--- TESTO ---
L’Algeria è un paese africano troppo spesso inopportunamente trascurato a livello mediatico, del quale per conseguenza l’opinione pubblica italiana è ben poco informata. Grande otto volte l’Italia come estensione territoriale, possiede le Forze Armate più potenti di tutto il continente africano, quasi il 5% della popolazione è in servizio permanente effettivo, cioé circa 2 milioni di militari ben armati distribuiti nelle tre Armi convenzionali, in particolare l’Esercito. E’ per questo che fin dai tempi dell’indipendenza dalla Francia nel 1962 per volontà dell’allora presidente De Gaulle, al governo ci sono sempre stati militari o filomilitari, che determinano la politica nazionale. Se il paese dovesse divenire instabile, a causa della prevalenza dei gruppi islamici più reazionari, le conseguenze per la Francia sarebbero gravissime, come ben spiegato nel sottostante articolo. Quando, seppur raramente, i media riportano di rivolte nei quartieri periferici francesi contro le istituzioni, vere e proprie guerriglie civili con tanto di distruzione di mezzi e infrastrutture civili e ostilità violenta verso le forze dell’ordine, si accenna agli immigrati che popolano tali quartieri, andrebbe tradotto prevalentemente per algerini, in quanto sono la metà degli immigrati e mussulmani francesi presenti sul territorio nazionale. Una forza pericolosa e ingestibile, se dovesse aumentare con nuove ondate immigratorie, per la Francia di Macron, già duramente provata dalla rivolta del Gilet Gialli diverrebbe la fine. Motivo per cui il piccolo megalomane clonato dai poteri finanziari internazionali (leggasi in primis Jacques Attali, l’amico di Soros, che ha creato in “laboratorio” il giovane Macron con l’aiuto della moglie-madre col doppio dei suoi anni, e lo ha portato alla presidenza in pochi mesi), le sta provando tutte per recuperare credibilità internazionale proponendo qualsiasi progetto che possa riportare la Francia in posizioni di potere e influenza almeno a livello europeo e africano, senza riuscirci. Come se la perseveranza fosse una virtù, indpendentemente dalla qualità delle azioni sulle quali si insiste con pervicacia.

--- DATI FORNITI ---
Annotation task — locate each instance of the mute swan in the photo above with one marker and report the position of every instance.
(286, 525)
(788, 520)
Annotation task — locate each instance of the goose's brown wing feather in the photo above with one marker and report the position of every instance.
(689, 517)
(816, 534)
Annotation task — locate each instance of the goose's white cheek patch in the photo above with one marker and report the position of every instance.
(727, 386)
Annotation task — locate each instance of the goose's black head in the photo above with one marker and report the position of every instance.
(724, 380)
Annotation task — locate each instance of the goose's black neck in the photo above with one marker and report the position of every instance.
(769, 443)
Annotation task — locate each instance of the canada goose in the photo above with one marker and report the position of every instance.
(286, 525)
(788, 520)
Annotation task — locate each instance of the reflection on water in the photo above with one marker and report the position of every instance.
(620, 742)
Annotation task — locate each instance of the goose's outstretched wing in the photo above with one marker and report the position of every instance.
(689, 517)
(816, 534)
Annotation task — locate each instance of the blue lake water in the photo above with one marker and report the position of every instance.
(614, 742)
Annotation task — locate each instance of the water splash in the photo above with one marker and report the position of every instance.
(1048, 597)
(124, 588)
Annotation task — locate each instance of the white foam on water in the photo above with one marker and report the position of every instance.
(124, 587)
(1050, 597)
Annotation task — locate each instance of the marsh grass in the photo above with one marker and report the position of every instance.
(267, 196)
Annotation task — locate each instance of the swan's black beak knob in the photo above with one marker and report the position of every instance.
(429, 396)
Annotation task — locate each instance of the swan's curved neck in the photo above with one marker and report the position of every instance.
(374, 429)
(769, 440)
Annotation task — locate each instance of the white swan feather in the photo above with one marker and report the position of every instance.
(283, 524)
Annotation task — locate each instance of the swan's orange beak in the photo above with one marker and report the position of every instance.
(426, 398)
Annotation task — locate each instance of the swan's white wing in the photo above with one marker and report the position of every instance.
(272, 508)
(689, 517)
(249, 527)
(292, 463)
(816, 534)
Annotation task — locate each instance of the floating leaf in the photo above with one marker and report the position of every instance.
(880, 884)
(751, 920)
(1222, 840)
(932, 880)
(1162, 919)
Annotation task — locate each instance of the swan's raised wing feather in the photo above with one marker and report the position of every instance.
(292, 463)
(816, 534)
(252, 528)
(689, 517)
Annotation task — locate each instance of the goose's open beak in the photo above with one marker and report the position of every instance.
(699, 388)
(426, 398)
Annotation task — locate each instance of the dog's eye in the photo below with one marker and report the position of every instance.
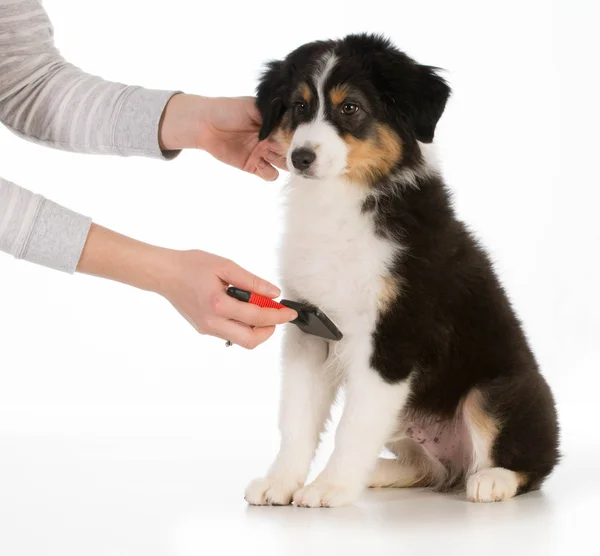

--- ISTRUZIONI ---
A. Per ciascuna affermazione indica se concorda con il testo sull'Algeria, rispondendo sì o no e citando le parole decisive: (i) l'Algeria ha un'estensione territoriale otto volte quella dell'Italia; (ii) l'indipendenza dalla Francia risale al 1972; (iii) gli algerini sono la metà degli immigrati e musulmani presenti in Francia.
B. Quanti militari sono in servizio permanente effettivo secondo il testo sull'Algeria?
C. Prolunga il testo sull'Algeria e la Francia oltre la sua ultima frase.
Le voci qui sopra non servono per questo lavoro.

--- RISPOSTE ---
A.
(i) Sì: "Grande otto volte l’Italia come estensione territoriale"
(ii) No: "fin dai tempi dell’indipendenza dalla Francia nel 1962"
(iii) Sì: "in quanto sono la metà degli immigrati e mussulmani francesi presenti sul territorio nazionale"

B. Circa 2 milioni, quasi il 5% della popolazione.

C.
Claudio Martinotti Doria
* * *
Algeria: l’iceberg che potrebbe affondare Emmanuel Macron
di SCOTT MCCONNELL
Dopo essere sopravvissuto a diversi tentativi di assassinio da parte dei partigiani francesi di Algérie Française, Charles de Gaulle, nel marzo 1962, aveva firmato un accordo di pace che metteva fine alla sovranità francese sull’Algeria. La guerra per l’indipendenza algerina era stata lunga e cruenta, segnata dal terrorismo e dalla tortura. Tutti i personaggi di spicco della politica francese credevano, nel 1954, che l’Algeria fosse una parte integrante della Francia, da difendere a tutti i costi. Ma, nel 1962, la loro opinione era cambiata. Con freddo realismo, de Gaulle parlando del conflitto, giunto al suo settimo anno, aveva detto: “Per quanto riguarda la Francia, sarà necessario che ora si interessi a qualcos’altro.”
Per la Francia, dopo la concessione dell’indipendenza all’Algeria, le cose erano andate bene. Molto meno all’Algeria. Gli Algerini che avevano preso le parti della Francia, che avevano combattuto nel suo esercito, o servito da amministratori del governo algerino, avevano fatto una brutta fine; molti erano stati uccisi in modo efferato dai vincitori assetati di vendetta. Secondo Savage War of Peace di Alistair Horne, 15.000 persone erano state uccise l’estate successiva all’armistizio di marzo.
Uno dei motivi principali per cui de Gaulle era entrato in disaccordo con i suoi sostenitori conservatori dell’esercito e si era deciso a negoziare l’indipendenza dell’Algeria era la sua convinzione che i Francesi e gli Algerini fossero popoli fondamentalmente diversi. Per lui, l’Algérie Française, la “Francia dei cento milioni,” integrata dalla popolazione dell’Algeria e da vaste riserve di petrolio e di gas, era una completa fantasia. Il suo collega Alain Peyrefitte ricordava come, nel 1959, [de Gaulle] avesse detto in privato che si potevano mettere insieme Arabi e Francesi, ma che erano come l’olio e l’aceto nella stessa bottiglia, dopo un po’ si sarebbero inevitabilmente separati. Temeva che un’Algérie Française avrebbe inevitabilmente portato alla trasformazione del suo villaggio natale di Colombey-les-Deux-Églises in Colombey-Les-Deux-Mosquées.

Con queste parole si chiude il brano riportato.